Premio Poesia Città di Fiumicino

L’Associazione Culturale “CORTE MICINA”, con l’alto patrocinio del Comune di Fiumicino, del Ministero dei Beni Culturali, della Regione Lazio e di Città Metropolitana di Roma Capitale, bandisce la 5a edizione del “Premio Poesia Città di Fiumicino.

Il Premio è riservato a libri di poesia in lingua italiana di autori viventi editi nel biennio

1 giugno 2017 – 31 luglio 2019

La sempre crescente richiesta di partecipazione di poeti al Premio è a conferma dell’alto profilo di credibilità ed autorevolezza assunto dalla manifestazione negli ambienti culturali italiani e nel mondo delle Case editrici, grazie all’eccellenza dei componenti la Giuria Tecnica (Milo De Angelis, Fabrizio Fantoni, Luigia Sorrentino, Emanuele Trevi) – nomi tra i più significativi della cultura italiana.

__Dati estratti__
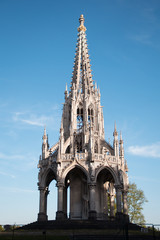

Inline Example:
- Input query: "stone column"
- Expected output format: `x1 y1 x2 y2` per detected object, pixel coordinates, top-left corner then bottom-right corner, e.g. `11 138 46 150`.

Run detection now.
38 187 48 221
89 184 97 219
56 183 64 220
115 185 122 214
103 184 108 219
123 190 128 215
110 193 115 218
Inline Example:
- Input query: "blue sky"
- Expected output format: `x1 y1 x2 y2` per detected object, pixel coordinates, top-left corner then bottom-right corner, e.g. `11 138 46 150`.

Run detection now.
0 0 160 224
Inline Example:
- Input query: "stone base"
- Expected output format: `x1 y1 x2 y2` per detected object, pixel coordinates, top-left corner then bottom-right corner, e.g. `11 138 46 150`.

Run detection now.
38 213 48 222
88 211 97 220
56 211 67 220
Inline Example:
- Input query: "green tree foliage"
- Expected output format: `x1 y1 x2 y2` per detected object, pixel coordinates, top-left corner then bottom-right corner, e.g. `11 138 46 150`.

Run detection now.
128 183 148 224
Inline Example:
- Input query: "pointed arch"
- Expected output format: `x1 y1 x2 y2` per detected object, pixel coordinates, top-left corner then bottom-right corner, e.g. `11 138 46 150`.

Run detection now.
95 166 119 185
62 161 89 183
40 167 57 187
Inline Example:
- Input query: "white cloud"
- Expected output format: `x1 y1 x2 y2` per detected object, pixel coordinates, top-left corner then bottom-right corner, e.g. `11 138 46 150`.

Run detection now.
12 110 60 127
129 176 160 183
127 142 160 158
129 33 152 45
0 187 37 193
0 152 24 160
0 172 15 178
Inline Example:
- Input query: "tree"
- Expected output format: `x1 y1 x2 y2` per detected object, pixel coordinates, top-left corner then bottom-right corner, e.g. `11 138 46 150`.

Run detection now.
128 183 148 224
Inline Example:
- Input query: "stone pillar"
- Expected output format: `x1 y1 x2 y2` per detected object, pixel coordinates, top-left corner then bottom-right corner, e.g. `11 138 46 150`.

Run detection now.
123 190 128 215
38 187 48 221
56 183 65 220
115 186 122 214
110 193 115 218
89 184 97 219
103 184 108 219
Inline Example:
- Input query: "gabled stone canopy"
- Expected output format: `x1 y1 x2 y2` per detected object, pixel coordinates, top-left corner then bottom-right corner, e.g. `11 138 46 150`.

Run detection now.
38 15 128 221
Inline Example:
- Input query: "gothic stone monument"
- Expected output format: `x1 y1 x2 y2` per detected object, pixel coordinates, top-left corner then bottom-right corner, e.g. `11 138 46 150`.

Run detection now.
38 15 128 221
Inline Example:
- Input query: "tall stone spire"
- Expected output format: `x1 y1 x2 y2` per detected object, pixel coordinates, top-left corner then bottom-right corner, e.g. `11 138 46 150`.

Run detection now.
38 15 128 221
72 15 93 93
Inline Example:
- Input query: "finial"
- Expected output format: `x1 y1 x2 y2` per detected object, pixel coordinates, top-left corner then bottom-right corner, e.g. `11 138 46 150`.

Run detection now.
114 121 117 132
120 131 122 141
44 125 46 136
78 14 86 32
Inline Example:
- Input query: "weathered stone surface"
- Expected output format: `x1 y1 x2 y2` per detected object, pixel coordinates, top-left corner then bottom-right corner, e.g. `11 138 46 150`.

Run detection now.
38 15 128 221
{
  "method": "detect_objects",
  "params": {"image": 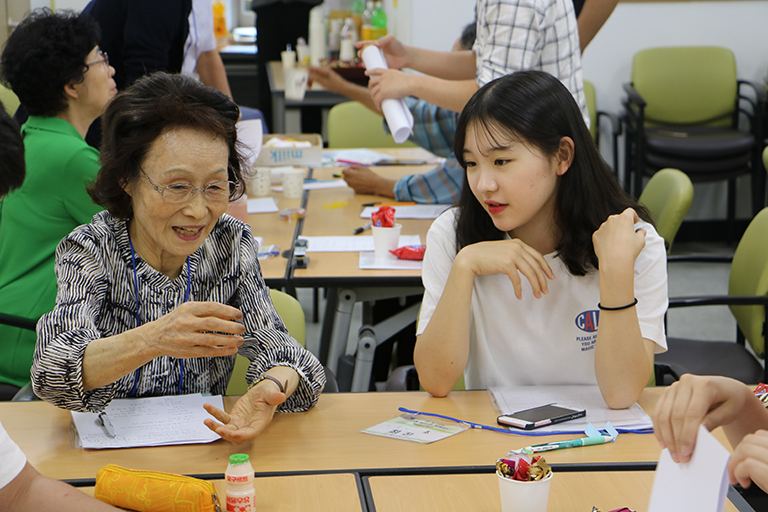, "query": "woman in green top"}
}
[0,9,117,400]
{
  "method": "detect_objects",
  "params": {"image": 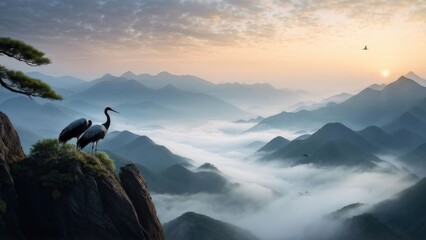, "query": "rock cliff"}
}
[0,114,164,240]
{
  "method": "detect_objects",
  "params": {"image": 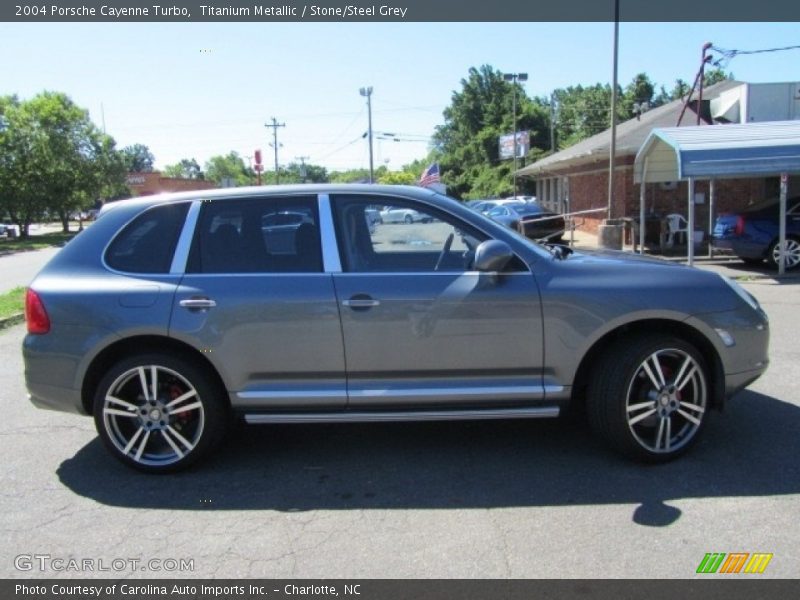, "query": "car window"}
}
[333,196,487,272]
[189,196,322,273]
[106,202,189,273]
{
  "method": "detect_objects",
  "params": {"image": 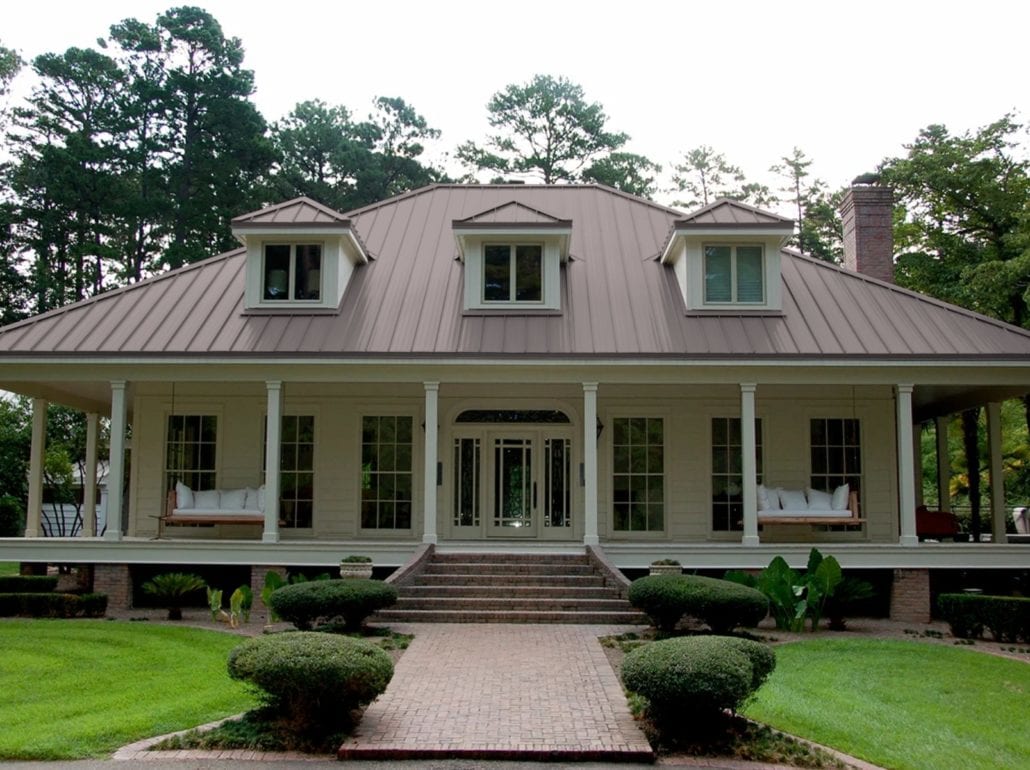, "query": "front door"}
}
[452,426,573,539]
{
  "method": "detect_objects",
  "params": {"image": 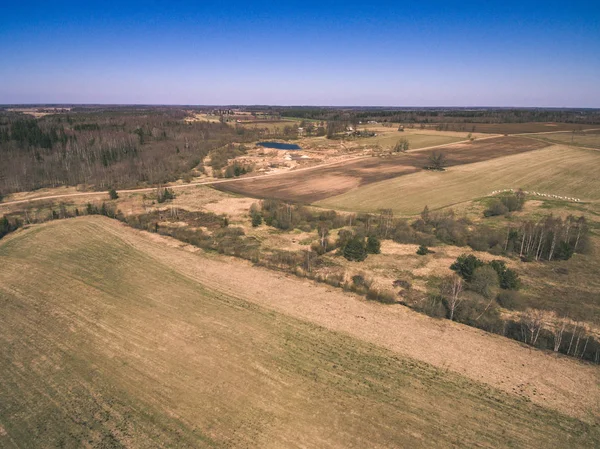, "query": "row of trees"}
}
[0,111,258,194]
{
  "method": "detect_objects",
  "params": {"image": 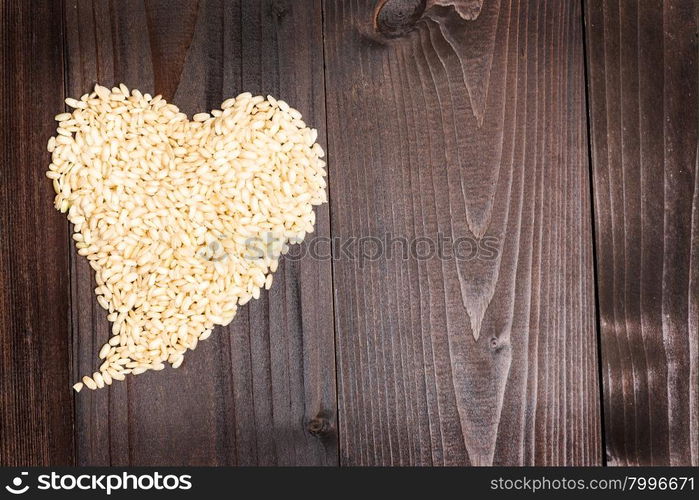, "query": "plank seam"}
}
[580,0,607,467]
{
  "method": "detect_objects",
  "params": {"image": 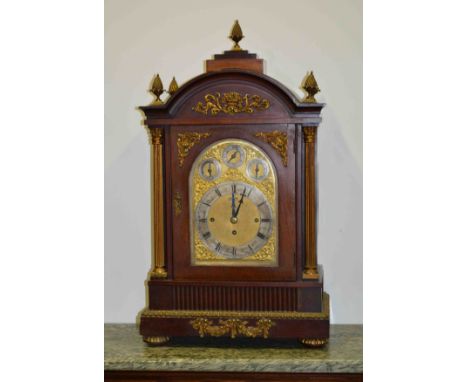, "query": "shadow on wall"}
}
[104,131,151,322]
[317,105,363,324]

__Consegne__
(1) Stabilisca se le affermazioni (a), (b) e (c) concordano con il testo sul Premio Poesia Città di Fiumicino, rispondendo sì o no e citando fedelmente le parole decisive. (a) Il Premio è riservato a libri di poesia in lingua italiana. (b) Sono ammessi libri pubblicati dopo il 31 luglio 2019. (c) Il bando riguarda la quinta edizione del Premio.
(2) Citi il passo del testo sul Premio Poesia Città di Fiumicino che si apre con le parole contenenti "Il Premio è" e si chiude con "della cultura italiana.".
(3) Riformuli in forma più concisa il paragrafo del testo sul Premio Poesia Città di Fiumicino che inizia con "La sempre crescente richiesta", conservandone i fatti principali.

__Soluzioni__
(1)
(a) Sì: "Il Premio è riservato a libri di poesia in lingua italiana di autori viventi".
(b) No: "1 giugno 2017 – 31 luglio 2019".
(c) Sì: "bandisce la 5a edizione del “Premio Poesia Città di Fiumicino".

(2)
Il Premio è riservato a libri di poesia in lingua italiana di autori viventi editi nel biennio

1 giugno 2017 – 31 luglio 2019

La sempre crescente richiesta di partecipazione di poeti al Premio è a conferma dell’alto profilo di credibilità ed autorevolezza assunto dalla manifestazione negli ambienti culturali italiani e nel mondo delle Case editrici, grazie all’eccellenza dei componenti la Giuria Tecnica (Milo De Angelis, Fabrizio Fantoni, Luigia Sorrentino, Emanuele Trevi) – nomi tra i più significativi della cultura italiana.

(3) La crescente richiesta di partecipazione dei poeti conferma la credibilità e l'autorevolezza raggiunte dal Premio negli ambienti culturali italiani e presso le Case editrici. Ciò si deve all'eccellenza della Giuria Tecnica, composta da Milo De Angelis, Fabrizio Fantoni, Luigia Sorrentino ed Emanuele Trevi, nomi tra i più significativi della cultura italiana.